**EXERCISE:**
Answer these questions from the article on the Campbell River fish lab:
1. How many virus assays are now conducted to a recognized international standard?
2. Who is the lab manager at BC CAHS?
3. What specific accreditation did the lab achieve?

**EXTRACTED TEXT:**
· · · · · · ·

The BC Centre for Aquatic Health Sciences has received International Standards Organization accreditation, meaning the lab is now certified to the world standard.

Campbell River fish lab receives international recognition

‘Anybody in the world can send us samples now and the results are defensible in court’

Campbell River fish health laboratory, the BC Centre for Aquatic Health Sciences (BC CAHS) has officially attained International Standards Organization (ISO) accreditation, meaning the lab is now certified to the worldwide standard, according to BC CAHS CEO Dr. Jim Powell.

“Four virus assays (detecting procedures) — including Piscine Orthoreovirus (PRV) — are now conducted to a recognized international standard,” Powell says. “This assures all salmon resource interests that our work is conducted to the highest standard and the results are accurate and defensible.”

It’s not that they’re doing anything differently in their testing than they were before, Powell says, it’s that their results are now considered incontrovertible.

“Anybody in the world can send us samples now and the results are defensible in court, meaning it’s been monitored, it’s been reviewed, and it’s been adjudicated by a third party,” Powell says.

The standards are such that samples being tested in the Campbell River lab are tested by more than one scientist within the lab – using the same machines to negate the possibility of the equipment being used being a factor in the results – but that they also are independently tested at another lab somewhere else in the world – and the same results are found.

“It also signifies that our staff has taken a certain amount of training and that training has been documented,” Powell says. “And the third aspect is that our management and quality systems have been tested, documented and approved. The public can trust that accurate and defensible detection of viruses such as PRV is available.”

“It’s only logical that when you report on viruses affecting salmon, that the procedures are done to the highest standard,” says BC CAHS lab manager Garnet Martens. “It took years of preparation, training and documentation to achieve ISO/IEC 17025:2017 accreditation, but it’s worth it. Now our clients know that our results are reliable, relevant and trustworthy according to the international standard requirements.”

So what does that mean for “Joe Public,” who probably isn’t looking for a place to test fish?

Well, Powell says, with B.C. witnessing alarming declines in wild salmon stocks, everyone should be concerned and want to know that places like the CAHS is doing its part in the fight.

· · · · · · ·

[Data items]
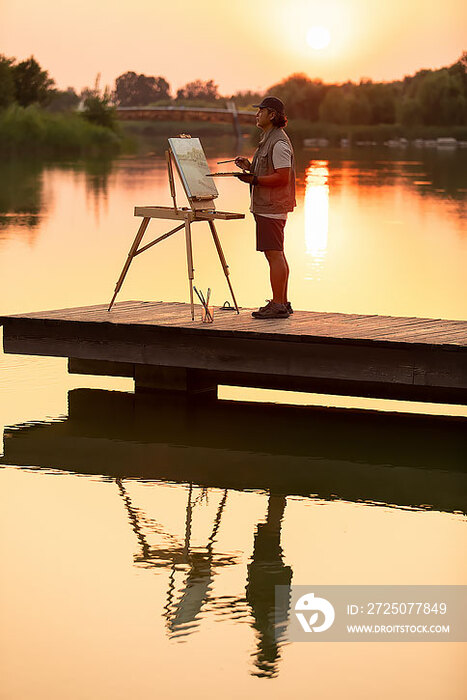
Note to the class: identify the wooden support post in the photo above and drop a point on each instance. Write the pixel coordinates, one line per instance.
(131, 255)
(225, 267)
(176, 381)
(191, 272)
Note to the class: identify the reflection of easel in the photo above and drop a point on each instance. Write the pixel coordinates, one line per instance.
(201, 209)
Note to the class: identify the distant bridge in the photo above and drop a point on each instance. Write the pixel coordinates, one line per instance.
(201, 114)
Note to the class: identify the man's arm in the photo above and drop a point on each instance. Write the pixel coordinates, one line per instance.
(278, 178)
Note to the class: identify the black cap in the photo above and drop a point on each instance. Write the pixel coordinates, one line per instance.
(272, 103)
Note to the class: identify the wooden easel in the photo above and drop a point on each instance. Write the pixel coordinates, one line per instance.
(201, 209)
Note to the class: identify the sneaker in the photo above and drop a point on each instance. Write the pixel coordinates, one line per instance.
(271, 310)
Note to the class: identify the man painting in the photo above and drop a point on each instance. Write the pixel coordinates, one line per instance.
(272, 184)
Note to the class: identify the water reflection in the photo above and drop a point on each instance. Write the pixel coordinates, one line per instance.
(266, 571)
(316, 203)
(178, 482)
(21, 195)
(26, 195)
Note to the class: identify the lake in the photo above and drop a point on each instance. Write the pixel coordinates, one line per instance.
(140, 542)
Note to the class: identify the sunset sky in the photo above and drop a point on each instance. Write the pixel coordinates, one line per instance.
(239, 44)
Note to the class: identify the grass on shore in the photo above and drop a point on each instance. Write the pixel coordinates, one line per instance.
(32, 131)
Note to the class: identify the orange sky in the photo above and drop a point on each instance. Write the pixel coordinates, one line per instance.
(241, 44)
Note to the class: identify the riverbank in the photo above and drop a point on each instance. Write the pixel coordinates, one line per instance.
(32, 131)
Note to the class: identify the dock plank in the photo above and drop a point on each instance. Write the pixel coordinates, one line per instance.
(351, 354)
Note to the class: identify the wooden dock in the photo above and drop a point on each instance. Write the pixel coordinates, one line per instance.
(158, 345)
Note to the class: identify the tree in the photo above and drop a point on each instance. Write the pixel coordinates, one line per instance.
(381, 98)
(335, 107)
(301, 95)
(132, 90)
(32, 84)
(442, 100)
(7, 83)
(199, 90)
(63, 100)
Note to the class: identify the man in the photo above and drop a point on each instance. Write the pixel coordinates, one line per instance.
(271, 178)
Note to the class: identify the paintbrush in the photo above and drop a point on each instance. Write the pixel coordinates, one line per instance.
(201, 298)
(206, 303)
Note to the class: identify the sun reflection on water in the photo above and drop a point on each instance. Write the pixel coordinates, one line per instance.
(316, 216)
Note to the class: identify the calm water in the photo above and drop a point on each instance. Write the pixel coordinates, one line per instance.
(140, 543)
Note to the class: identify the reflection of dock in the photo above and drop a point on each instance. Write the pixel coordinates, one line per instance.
(158, 345)
(287, 450)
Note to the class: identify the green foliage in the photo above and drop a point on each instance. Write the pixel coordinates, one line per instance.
(33, 131)
(301, 96)
(199, 90)
(442, 100)
(245, 99)
(132, 90)
(7, 83)
(63, 100)
(32, 84)
(99, 111)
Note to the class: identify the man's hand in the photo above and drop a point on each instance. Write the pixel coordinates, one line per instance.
(249, 178)
(242, 163)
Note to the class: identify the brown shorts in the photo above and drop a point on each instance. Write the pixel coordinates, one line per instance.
(269, 233)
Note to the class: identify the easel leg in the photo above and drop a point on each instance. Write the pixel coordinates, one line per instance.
(131, 254)
(220, 252)
(189, 258)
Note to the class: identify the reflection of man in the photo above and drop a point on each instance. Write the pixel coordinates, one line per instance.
(272, 186)
(266, 571)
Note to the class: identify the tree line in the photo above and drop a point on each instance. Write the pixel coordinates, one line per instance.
(430, 97)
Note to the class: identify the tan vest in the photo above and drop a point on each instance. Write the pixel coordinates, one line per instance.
(272, 200)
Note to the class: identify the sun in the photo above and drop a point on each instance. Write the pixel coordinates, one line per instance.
(318, 37)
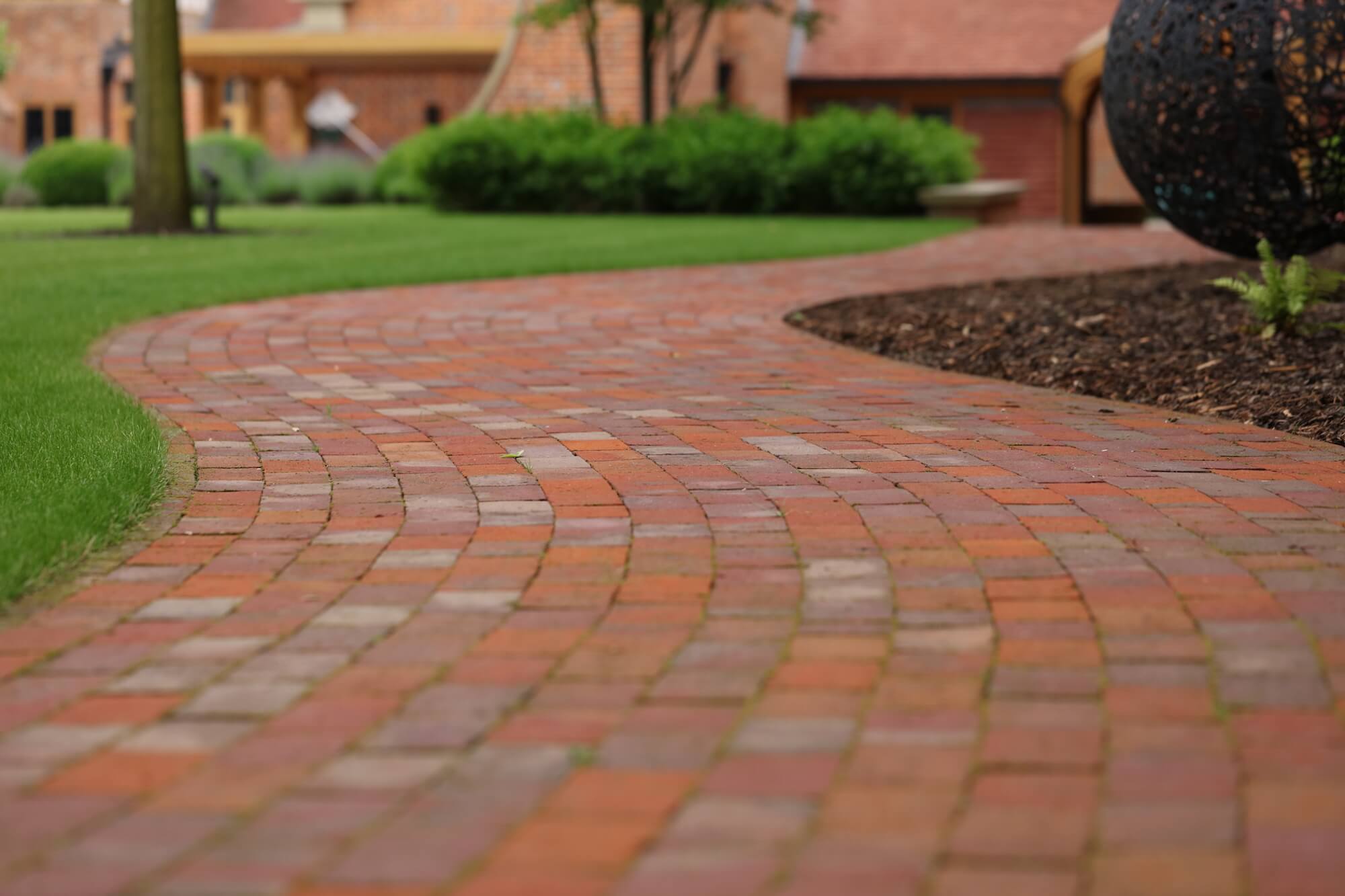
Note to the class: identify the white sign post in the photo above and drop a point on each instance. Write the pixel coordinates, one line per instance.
(332, 111)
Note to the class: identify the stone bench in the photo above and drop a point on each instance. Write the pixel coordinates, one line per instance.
(987, 201)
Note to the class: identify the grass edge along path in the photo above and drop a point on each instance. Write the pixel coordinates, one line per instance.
(81, 462)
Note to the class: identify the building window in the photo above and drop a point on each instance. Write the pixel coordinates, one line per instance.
(724, 84)
(942, 114)
(63, 123)
(34, 128)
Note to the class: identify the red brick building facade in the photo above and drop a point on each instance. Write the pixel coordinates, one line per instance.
(995, 68)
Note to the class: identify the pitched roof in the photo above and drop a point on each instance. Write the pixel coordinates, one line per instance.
(946, 40)
(255, 14)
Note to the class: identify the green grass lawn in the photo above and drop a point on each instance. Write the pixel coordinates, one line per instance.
(80, 460)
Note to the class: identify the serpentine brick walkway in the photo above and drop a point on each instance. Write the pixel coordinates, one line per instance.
(618, 585)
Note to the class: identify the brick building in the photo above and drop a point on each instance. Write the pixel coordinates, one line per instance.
(1020, 75)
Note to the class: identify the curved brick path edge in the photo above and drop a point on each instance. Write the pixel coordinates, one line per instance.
(742, 612)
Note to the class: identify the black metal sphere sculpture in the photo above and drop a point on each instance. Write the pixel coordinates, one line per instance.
(1229, 116)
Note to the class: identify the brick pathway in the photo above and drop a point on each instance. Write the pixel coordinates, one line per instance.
(617, 585)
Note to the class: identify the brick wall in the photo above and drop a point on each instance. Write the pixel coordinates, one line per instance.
(59, 63)
(465, 15)
(1020, 139)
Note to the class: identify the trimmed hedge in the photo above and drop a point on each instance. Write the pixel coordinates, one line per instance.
(9, 173)
(841, 162)
(396, 178)
(73, 173)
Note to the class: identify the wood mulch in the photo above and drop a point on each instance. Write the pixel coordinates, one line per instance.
(1160, 337)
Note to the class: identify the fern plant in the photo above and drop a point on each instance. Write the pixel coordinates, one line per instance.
(1284, 294)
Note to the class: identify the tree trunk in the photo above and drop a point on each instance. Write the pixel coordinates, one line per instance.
(670, 67)
(163, 192)
(649, 45)
(591, 33)
(680, 75)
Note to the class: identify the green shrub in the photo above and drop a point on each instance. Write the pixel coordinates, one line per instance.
(703, 162)
(9, 173)
(239, 162)
(514, 163)
(336, 179)
(1284, 294)
(714, 162)
(122, 182)
(73, 173)
(21, 196)
(396, 178)
(245, 154)
(279, 185)
(853, 163)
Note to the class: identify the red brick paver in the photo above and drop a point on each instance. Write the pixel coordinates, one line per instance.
(617, 585)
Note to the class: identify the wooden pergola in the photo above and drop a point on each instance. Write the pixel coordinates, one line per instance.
(295, 57)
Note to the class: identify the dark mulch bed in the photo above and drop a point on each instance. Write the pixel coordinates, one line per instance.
(1160, 337)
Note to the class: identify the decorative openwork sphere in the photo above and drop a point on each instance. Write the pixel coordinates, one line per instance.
(1229, 116)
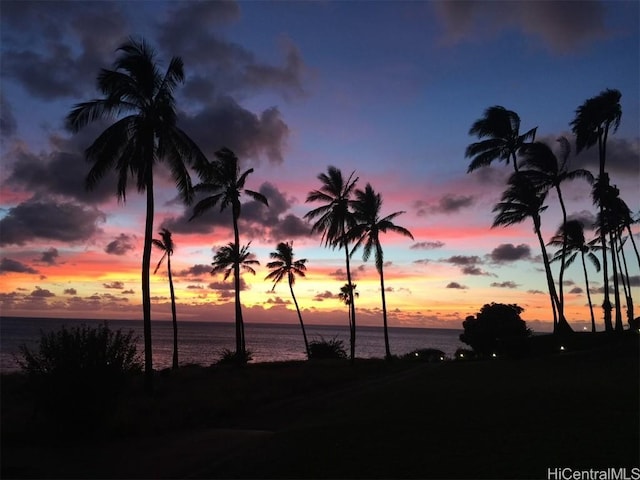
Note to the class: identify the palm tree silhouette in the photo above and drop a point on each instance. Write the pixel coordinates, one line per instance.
(284, 265)
(570, 237)
(334, 218)
(346, 296)
(501, 128)
(166, 245)
(366, 232)
(594, 119)
(546, 172)
(520, 200)
(230, 259)
(136, 142)
(223, 180)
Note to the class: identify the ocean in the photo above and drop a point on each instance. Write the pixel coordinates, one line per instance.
(203, 342)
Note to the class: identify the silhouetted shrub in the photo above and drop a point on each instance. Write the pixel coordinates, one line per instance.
(425, 355)
(77, 374)
(231, 357)
(327, 349)
(497, 329)
(465, 354)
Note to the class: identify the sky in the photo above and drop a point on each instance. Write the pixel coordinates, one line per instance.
(387, 90)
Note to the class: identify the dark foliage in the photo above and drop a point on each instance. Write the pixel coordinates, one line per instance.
(327, 349)
(77, 374)
(230, 357)
(497, 329)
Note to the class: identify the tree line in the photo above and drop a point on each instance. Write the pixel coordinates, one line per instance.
(139, 98)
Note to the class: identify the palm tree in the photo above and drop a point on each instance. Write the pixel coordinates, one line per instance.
(136, 142)
(229, 259)
(284, 265)
(223, 180)
(334, 219)
(366, 232)
(346, 296)
(166, 245)
(595, 118)
(570, 237)
(501, 128)
(546, 172)
(522, 199)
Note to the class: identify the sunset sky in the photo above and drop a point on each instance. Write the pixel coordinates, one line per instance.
(388, 89)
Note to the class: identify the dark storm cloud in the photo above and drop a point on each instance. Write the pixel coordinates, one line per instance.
(251, 136)
(507, 252)
(49, 256)
(42, 293)
(8, 265)
(195, 271)
(8, 124)
(48, 219)
(462, 260)
(449, 203)
(120, 245)
(62, 171)
(75, 40)
(427, 245)
(563, 26)
(221, 67)
(507, 284)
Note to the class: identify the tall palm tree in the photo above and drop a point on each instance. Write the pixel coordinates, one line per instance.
(570, 237)
(223, 180)
(594, 120)
(546, 171)
(501, 130)
(229, 259)
(346, 296)
(284, 265)
(520, 200)
(366, 233)
(165, 244)
(140, 100)
(334, 219)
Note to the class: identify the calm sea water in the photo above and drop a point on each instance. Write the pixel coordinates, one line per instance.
(203, 342)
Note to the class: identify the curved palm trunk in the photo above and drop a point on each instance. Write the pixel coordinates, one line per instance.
(387, 350)
(586, 281)
(616, 283)
(352, 308)
(304, 333)
(173, 315)
(564, 253)
(561, 326)
(240, 343)
(633, 242)
(146, 291)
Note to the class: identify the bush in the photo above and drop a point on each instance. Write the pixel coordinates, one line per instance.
(231, 357)
(425, 355)
(327, 349)
(77, 374)
(497, 329)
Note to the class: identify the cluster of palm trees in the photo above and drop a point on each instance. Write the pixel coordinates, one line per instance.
(139, 98)
(537, 170)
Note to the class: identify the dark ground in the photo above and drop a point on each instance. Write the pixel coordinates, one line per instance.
(484, 419)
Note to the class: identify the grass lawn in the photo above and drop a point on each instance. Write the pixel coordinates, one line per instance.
(484, 419)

· · · · · · ·

**RESPONSE:**
1. Four
2. Garnet Martens
3. ISO/IEC 17025:2017